▸ **INPUT MATERIAL**:
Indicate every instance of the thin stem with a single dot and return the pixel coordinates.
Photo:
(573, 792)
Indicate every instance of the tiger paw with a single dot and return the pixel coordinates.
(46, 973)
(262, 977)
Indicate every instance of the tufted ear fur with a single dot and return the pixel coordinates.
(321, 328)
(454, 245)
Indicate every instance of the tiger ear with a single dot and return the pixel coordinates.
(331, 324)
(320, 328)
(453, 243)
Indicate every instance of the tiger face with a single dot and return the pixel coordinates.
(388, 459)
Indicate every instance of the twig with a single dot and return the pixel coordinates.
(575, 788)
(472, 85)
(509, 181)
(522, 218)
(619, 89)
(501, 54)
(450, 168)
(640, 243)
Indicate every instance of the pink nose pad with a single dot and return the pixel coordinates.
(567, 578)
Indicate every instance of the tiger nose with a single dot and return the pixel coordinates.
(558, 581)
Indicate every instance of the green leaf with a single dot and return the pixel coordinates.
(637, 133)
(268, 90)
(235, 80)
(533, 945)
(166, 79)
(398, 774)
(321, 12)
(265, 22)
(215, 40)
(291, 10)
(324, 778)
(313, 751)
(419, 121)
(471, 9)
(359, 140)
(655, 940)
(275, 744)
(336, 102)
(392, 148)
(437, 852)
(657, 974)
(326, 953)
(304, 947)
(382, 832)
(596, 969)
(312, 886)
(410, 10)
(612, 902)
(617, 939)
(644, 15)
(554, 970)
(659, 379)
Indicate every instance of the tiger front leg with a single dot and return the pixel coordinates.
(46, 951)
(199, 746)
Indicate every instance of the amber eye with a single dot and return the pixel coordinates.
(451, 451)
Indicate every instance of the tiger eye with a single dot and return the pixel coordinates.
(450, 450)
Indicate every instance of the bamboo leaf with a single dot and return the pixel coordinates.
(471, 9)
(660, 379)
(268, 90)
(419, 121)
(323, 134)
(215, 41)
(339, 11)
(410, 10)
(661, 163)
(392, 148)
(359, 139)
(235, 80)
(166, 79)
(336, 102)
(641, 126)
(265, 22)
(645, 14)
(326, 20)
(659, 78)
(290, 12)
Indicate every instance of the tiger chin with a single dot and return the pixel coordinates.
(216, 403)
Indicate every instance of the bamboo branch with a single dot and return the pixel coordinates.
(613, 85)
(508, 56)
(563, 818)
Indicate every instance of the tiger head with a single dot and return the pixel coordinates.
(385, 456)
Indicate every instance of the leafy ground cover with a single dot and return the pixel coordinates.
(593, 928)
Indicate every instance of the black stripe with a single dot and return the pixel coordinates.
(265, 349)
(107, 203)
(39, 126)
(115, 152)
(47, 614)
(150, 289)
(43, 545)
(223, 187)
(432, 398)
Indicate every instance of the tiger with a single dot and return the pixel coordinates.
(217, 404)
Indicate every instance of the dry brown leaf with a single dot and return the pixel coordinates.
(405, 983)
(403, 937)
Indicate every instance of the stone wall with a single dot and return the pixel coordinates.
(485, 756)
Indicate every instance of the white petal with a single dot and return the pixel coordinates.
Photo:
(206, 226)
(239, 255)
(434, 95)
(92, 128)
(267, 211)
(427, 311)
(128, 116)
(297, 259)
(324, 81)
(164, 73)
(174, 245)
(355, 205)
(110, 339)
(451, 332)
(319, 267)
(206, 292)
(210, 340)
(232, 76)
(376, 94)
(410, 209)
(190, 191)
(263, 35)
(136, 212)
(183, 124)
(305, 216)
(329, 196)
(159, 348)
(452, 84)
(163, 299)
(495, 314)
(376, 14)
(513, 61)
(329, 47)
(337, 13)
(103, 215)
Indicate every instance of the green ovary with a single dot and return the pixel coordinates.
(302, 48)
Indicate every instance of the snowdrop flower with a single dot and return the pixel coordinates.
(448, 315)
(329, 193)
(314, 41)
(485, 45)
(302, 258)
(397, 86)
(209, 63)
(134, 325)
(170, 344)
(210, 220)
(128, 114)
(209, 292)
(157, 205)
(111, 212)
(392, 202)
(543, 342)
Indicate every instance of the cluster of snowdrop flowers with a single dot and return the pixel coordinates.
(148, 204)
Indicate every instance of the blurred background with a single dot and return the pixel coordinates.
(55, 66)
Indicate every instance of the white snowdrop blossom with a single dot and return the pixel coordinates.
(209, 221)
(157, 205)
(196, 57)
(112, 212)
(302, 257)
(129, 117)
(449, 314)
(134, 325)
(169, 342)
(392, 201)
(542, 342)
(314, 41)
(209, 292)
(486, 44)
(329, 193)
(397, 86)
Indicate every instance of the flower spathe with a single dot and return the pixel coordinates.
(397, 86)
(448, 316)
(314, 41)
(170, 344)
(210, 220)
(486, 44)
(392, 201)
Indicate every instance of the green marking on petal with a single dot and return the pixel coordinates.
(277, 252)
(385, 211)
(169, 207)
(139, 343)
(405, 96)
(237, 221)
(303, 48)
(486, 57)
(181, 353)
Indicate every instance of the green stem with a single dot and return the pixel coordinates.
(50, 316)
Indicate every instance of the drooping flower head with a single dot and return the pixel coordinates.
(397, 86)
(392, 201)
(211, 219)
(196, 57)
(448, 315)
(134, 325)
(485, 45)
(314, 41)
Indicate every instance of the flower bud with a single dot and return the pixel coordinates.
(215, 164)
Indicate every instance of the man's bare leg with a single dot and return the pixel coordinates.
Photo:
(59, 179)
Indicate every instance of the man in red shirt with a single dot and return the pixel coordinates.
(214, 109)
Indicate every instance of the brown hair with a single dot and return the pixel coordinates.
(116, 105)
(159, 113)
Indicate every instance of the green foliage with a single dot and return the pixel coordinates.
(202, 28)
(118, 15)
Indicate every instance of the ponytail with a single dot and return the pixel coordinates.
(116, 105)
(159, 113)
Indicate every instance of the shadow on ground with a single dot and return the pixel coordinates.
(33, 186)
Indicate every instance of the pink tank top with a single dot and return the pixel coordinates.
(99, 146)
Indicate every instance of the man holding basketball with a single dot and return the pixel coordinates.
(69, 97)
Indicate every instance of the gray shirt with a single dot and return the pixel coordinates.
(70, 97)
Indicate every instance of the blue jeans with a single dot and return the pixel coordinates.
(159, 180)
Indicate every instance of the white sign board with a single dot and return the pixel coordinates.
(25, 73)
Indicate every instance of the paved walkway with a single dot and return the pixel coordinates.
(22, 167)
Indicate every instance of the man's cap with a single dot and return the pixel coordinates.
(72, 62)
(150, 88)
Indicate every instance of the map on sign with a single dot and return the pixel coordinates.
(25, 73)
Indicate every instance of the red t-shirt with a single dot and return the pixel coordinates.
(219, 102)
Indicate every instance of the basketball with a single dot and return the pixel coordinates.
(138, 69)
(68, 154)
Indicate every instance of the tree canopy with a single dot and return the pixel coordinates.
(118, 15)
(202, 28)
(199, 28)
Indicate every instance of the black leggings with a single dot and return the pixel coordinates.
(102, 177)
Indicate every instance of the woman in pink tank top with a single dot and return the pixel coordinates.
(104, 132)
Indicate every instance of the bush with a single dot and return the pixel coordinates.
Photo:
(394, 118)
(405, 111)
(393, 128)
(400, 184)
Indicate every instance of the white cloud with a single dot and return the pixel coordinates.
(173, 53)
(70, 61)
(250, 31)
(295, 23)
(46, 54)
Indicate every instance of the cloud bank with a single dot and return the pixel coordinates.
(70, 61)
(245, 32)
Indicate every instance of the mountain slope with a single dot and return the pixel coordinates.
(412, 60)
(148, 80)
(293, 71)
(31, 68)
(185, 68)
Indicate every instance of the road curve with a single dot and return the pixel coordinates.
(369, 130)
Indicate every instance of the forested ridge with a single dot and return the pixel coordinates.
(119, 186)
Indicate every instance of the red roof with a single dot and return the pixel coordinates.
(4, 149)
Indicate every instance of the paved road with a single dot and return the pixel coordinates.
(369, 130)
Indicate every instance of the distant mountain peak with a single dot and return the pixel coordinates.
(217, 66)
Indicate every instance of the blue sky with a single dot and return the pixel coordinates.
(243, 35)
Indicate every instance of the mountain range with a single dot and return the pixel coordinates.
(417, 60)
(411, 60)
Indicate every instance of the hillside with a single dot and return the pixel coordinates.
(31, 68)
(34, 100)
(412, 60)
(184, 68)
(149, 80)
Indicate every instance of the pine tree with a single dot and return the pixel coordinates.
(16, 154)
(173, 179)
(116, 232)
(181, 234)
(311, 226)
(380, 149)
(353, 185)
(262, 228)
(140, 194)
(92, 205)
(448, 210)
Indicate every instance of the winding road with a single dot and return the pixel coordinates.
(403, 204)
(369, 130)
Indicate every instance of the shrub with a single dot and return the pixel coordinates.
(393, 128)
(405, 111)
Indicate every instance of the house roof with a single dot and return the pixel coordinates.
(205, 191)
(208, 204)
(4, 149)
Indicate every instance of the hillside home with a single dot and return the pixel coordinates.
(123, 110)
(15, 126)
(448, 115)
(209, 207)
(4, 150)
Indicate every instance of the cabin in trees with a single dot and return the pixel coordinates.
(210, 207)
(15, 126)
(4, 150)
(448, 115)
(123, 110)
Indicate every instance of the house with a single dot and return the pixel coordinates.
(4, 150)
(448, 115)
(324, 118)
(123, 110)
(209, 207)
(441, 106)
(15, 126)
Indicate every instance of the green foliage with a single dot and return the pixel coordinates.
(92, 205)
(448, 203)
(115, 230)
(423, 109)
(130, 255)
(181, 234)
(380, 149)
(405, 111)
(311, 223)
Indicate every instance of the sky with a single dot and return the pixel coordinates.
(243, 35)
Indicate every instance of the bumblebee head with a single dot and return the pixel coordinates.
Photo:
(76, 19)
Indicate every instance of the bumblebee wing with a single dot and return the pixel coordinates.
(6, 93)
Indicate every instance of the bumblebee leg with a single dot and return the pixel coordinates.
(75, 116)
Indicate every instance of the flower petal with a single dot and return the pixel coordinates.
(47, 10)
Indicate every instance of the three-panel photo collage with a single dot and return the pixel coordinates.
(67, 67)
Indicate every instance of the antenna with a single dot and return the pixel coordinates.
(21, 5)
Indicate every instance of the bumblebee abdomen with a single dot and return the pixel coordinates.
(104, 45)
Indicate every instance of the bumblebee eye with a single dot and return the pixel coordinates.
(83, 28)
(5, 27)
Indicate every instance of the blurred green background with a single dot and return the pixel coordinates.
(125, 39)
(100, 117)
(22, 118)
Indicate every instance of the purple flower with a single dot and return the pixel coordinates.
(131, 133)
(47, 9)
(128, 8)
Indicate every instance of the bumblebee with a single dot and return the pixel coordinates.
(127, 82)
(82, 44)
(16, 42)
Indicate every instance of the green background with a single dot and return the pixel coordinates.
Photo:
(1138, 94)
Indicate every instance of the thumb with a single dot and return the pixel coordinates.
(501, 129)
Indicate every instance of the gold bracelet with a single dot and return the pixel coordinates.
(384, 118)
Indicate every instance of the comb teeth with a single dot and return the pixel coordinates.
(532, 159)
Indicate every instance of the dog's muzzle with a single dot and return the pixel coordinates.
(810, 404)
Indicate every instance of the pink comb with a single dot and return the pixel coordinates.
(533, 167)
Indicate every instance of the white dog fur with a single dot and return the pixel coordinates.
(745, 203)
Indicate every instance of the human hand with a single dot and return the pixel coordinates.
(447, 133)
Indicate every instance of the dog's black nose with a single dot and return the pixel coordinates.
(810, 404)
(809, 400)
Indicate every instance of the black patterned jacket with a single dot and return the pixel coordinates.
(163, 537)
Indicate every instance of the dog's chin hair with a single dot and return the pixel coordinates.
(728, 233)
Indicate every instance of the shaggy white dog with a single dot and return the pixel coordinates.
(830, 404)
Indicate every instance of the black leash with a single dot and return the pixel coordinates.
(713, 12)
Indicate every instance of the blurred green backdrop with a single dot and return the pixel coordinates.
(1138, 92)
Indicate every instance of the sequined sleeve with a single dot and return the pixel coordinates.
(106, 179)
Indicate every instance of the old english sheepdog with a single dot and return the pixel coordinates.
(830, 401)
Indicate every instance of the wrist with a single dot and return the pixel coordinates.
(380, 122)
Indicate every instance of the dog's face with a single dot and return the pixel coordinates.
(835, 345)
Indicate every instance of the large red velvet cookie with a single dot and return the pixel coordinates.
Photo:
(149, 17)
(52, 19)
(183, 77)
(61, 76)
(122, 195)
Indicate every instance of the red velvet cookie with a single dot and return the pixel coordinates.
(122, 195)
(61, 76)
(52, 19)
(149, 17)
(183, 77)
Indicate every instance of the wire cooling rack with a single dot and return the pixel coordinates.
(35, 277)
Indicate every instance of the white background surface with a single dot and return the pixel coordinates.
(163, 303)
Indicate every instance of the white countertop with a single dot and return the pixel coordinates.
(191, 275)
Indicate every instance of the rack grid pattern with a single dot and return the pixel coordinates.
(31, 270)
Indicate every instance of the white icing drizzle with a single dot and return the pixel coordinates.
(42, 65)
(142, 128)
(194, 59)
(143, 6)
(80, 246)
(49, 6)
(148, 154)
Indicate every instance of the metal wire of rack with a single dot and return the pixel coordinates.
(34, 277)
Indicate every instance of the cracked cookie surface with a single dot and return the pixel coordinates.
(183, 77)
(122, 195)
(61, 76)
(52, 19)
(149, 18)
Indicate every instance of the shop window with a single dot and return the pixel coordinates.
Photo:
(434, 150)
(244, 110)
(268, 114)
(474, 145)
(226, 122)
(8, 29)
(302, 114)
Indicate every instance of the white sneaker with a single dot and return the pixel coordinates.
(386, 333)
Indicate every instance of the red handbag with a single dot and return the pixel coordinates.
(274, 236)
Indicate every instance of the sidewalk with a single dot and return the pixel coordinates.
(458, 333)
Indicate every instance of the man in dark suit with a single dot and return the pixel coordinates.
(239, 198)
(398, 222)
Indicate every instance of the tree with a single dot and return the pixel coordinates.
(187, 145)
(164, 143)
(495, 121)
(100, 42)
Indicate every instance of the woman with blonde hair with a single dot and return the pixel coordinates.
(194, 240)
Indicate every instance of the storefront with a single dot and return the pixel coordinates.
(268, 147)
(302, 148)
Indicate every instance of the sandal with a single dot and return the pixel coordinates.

▸ **WORK INSTRUCTIONS**:
Please give back only the lines starting with the one that contains "Indicate every instance of the woman with" and ending with the last line of the listing, retyped exactly.

▸ **ANSWER BELOW**:
Indicate every instance of the woman with blonde hair with a single dot and return the pixel coordinates.
(194, 240)
Indicate every instance of the storefront with a single dot and return the pixel coordinates.
(268, 147)
(302, 148)
Indicate every instance of the sandal with a single dot and return the pixel coordinates.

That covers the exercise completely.